▸ Requirement
Copy the lines below word for word, with the pictures left out.

▸ Material provided
--- start ---
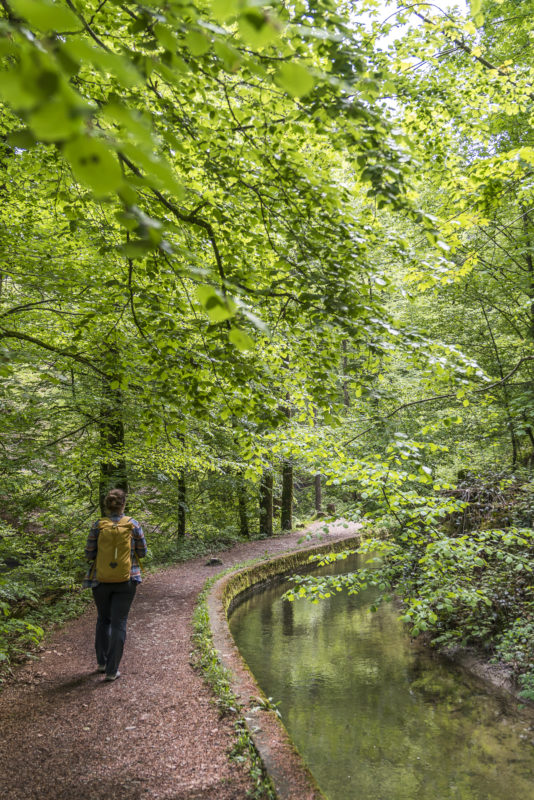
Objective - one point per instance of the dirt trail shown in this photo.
(154, 733)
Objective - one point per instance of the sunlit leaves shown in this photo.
(46, 15)
(94, 165)
(295, 79)
(218, 308)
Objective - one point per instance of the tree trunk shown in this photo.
(287, 496)
(510, 420)
(242, 506)
(113, 473)
(344, 364)
(318, 492)
(266, 504)
(182, 504)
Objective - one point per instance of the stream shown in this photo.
(375, 716)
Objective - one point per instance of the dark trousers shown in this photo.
(113, 601)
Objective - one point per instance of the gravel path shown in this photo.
(155, 733)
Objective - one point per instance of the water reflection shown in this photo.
(374, 717)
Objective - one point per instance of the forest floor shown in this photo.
(154, 733)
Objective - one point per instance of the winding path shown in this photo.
(155, 733)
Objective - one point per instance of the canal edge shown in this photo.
(291, 778)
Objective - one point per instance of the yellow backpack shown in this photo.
(114, 554)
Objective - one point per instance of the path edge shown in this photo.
(283, 763)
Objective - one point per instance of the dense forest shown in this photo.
(269, 255)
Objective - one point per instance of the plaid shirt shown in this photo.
(139, 549)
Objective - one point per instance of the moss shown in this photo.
(287, 564)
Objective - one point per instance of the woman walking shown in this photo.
(114, 546)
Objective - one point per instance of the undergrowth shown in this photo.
(206, 659)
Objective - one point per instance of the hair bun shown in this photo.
(115, 500)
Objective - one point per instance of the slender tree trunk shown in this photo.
(287, 496)
(318, 492)
(113, 473)
(511, 428)
(182, 504)
(344, 366)
(530, 267)
(242, 507)
(266, 504)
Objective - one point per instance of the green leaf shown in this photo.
(218, 309)
(46, 15)
(54, 121)
(257, 28)
(93, 164)
(240, 339)
(295, 79)
(197, 43)
(222, 9)
(117, 65)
--- end ---
▸ Written solution
Objective - one point per instance of the dirt trail shown in this photo.
(154, 733)
Objective - one point per instance of the sunlit leaves shown in this photo.
(46, 15)
(94, 165)
(295, 79)
(218, 308)
Objective - one point per instance of the tree trunk shown in this photo.
(287, 496)
(510, 420)
(242, 506)
(113, 473)
(344, 364)
(318, 492)
(266, 504)
(182, 504)
Objective - one point per instance of the stream shown in this photo.
(375, 716)
Objective - one point per instance of the dark trousers shown in this photo.
(113, 601)
Objective - one point per instance of the gravel path shown in this photo.
(155, 733)
Objective - one point per instance of the water reflection shown in this photo.
(374, 717)
Objective - one point per instance of the forest floor shown in this photo.
(154, 733)
Objective - one point per instance of the winding path shown in this photo.
(155, 733)
Objective - one point per instance of the canal edge shown in this photo.
(291, 778)
Objective - one point per instance of the yellow backpack shown in this photo.
(114, 554)
Objective - one point per instance of the path edge shown in this photo.
(283, 763)
Objective - one point per instance of the dense forest shown in this photo.
(269, 255)
Objective - one point per instance of the plaid shirt shown in this photo.
(139, 549)
Objective - one point per instance of the moss shown in this photo.
(287, 564)
Objective - one point per instance of the woman walking shown in this photo.
(114, 546)
Objective - one point per instance of the undergrowth shown in this photo.
(206, 659)
Objective - one point per instance of the hair bun shown in this photo.
(115, 500)
Objective - one point per instance of the slender tree trunk shown in this photo.
(287, 496)
(318, 492)
(113, 473)
(511, 428)
(182, 504)
(344, 366)
(530, 267)
(242, 507)
(266, 504)
Objective - one point per instance of the green leaf shown in this photo.
(218, 309)
(46, 15)
(54, 121)
(257, 28)
(93, 164)
(240, 339)
(295, 79)
(197, 43)
(222, 9)
(117, 65)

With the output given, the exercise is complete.